* **Instructions to follow**
Everything in the data that follows should be given again verbatim, except the images.

* **Data records**
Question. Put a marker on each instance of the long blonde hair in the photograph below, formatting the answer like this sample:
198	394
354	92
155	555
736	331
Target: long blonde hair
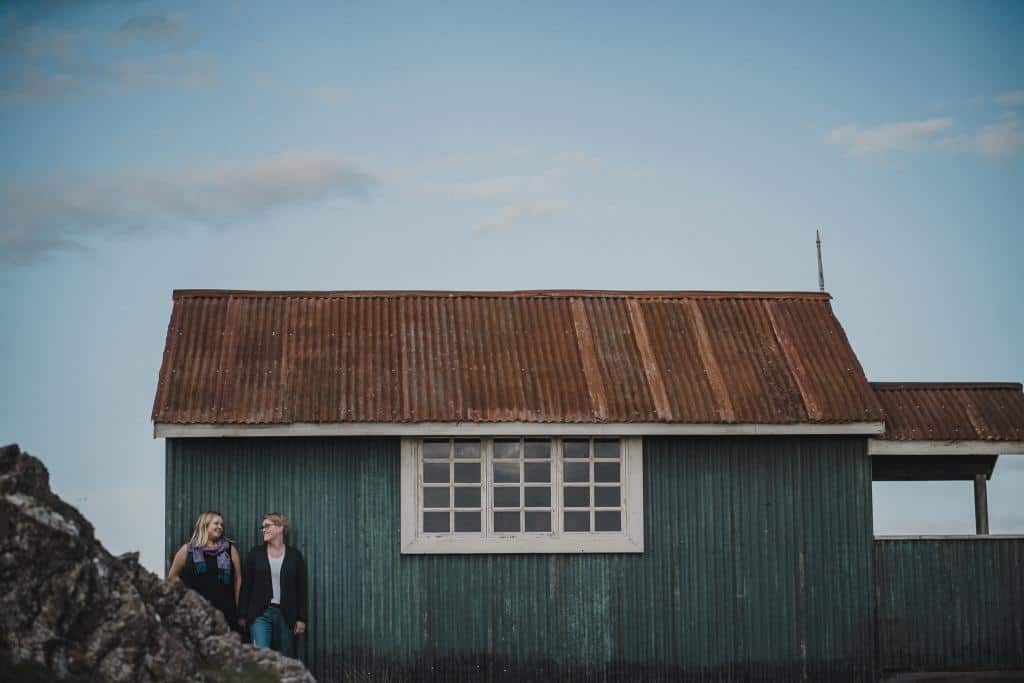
200	535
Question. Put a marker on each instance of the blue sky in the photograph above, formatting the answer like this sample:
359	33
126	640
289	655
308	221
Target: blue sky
147	146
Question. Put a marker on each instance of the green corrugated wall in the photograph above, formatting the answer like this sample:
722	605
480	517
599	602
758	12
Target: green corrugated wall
758	565
948	604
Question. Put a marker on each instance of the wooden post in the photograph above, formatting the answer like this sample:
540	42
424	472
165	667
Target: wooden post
981	504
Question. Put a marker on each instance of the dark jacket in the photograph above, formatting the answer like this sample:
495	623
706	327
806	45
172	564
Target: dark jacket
257	588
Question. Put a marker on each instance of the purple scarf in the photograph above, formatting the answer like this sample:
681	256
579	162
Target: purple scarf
223	560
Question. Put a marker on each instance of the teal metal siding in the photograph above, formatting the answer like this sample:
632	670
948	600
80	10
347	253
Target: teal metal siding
757	565
947	604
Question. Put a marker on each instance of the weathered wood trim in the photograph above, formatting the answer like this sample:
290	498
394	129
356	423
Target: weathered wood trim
883	447
630	540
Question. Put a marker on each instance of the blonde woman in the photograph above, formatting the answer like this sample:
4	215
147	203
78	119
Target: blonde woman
273	593
210	565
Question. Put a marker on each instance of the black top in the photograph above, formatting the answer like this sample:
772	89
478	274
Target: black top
257	588
219	594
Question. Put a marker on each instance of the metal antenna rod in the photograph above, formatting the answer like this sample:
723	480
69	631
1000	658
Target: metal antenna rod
821	274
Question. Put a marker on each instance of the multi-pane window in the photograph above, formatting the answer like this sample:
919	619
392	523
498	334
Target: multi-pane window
532	494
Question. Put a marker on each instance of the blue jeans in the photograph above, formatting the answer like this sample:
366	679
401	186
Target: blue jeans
270	630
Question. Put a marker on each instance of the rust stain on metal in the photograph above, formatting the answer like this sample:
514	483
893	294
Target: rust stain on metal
800	374
715	379
654	382
553	356
952	411
585	340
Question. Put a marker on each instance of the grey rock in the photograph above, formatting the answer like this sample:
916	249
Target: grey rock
70	607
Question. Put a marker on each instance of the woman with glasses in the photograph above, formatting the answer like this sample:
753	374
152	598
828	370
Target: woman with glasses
209	564
273	592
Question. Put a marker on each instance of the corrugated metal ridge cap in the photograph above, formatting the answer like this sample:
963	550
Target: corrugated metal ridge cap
945	386
519	294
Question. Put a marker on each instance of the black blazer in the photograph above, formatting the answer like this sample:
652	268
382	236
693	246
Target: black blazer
257	588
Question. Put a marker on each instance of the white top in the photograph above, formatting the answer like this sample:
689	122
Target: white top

* **Result for this task**
Question. Put a marker on each instance of the long blonde hair in the photograph below, formatting the answer like this sample:
198	394
354	92
155	555
736	331
Target: long blonde hair
200	535
Question. Put a marker on each instance of the blue sky in the photograph above, formatting the answer like this sample:
359	33
126	640
289	655
308	221
Target: blue sky
147	146
Question. Put a marker on each instance of the green corrugated wall in the photograph above, formatting the answer like this sample:
722	605
480	517
599	602
758	12
Target: green corrugated wall
758	565
948	604
Question. Put a marker on each instance of the wooden post in the photograph above, formatting the answer like this sample:
540	42
424	472
165	667
Target: wooden post
981	504
Question. Put a marker on each instance of the dark jacket in the photograph above, formatting the answer like this sample:
495	623
706	327
806	45
172	564
Target: dark jacket
257	588
Question. Put a marker on each instance of the purple scarf in the photograph above, formatting the answer like this sample:
681	256
579	162
Target: purple scarf
223	560
Question. Put a marker on each instance of the teal metal siding in the photograph above, formatting the answer like this sample:
632	670
948	600
80	10
347	253
Target: teal metal siding
757	565
947	604
Question. Put a marker on each instance of the weathered wood trim in the photograph above, formatting the answer like this sample:
290	498
394	129
356	423
Target: weathered wood trim
883	447
630	540
Question. Put a marker on each instance of the blonde woman in the photograph above, formatting the answer like this sample:
4	215
147	203
78	119
Target: blonde woman
273	593
210	565
Question. Put a marker on each instance of the black top in the photograph above, formatting the answer like this sample:
772	89
478	274
Target: black top
257	588
219	594
Question. Put a marker on each instance of the metal antenna rod in the photograph above, formatting the answer like this sample:
723	480
69	631
1000	658
Target: metal antenna rod
821	274
Question. Put a marker on each instance of the multi-pane window in the photograph above, formatting the answer like this sample:
919	619
392	523
498	334
Target: multi-pane window
532	494
Question. Put a marker on each instance of the blue jeans in the photograph above, formatting the answer like this sample:
366	679
401	186
Target: blue jeans
270	630
Question. Put a marker on each instance of the rust stain on metal in the photograph above, formatting the answer like this sample:
514	483
893	294
Target: rust stain on metal
800	374
715	379
654	382
553	356
952	411
585	340
Question. Put a marker on each instance of the grey rock in the photograph above, formatting the answer like this sample:
916	249
Target: grey rock
70	607
Question. Put a marker on each instance of the woman with glasses in the photograph above, formatting the answer like this sample:
753	374
152	598
828	370
Target: woman with glasses
209	564
273	592
Question. Put a marker on each instance of the corrugated metal ridge cap in the photograph above, formatting the answer like this sample:
963	550
Target: corrugated metal ridge cap
945	386
519	294
Question. Put a marker on each instance of the black blazer in the photograph above, formatting the answer like this sample:
652	268
382	236
693	246
Target: black blazer
257	588
Question. Put a marker on each instance of the white top in the photograph above, formatting the answer like this sample:
689	122
Target: white top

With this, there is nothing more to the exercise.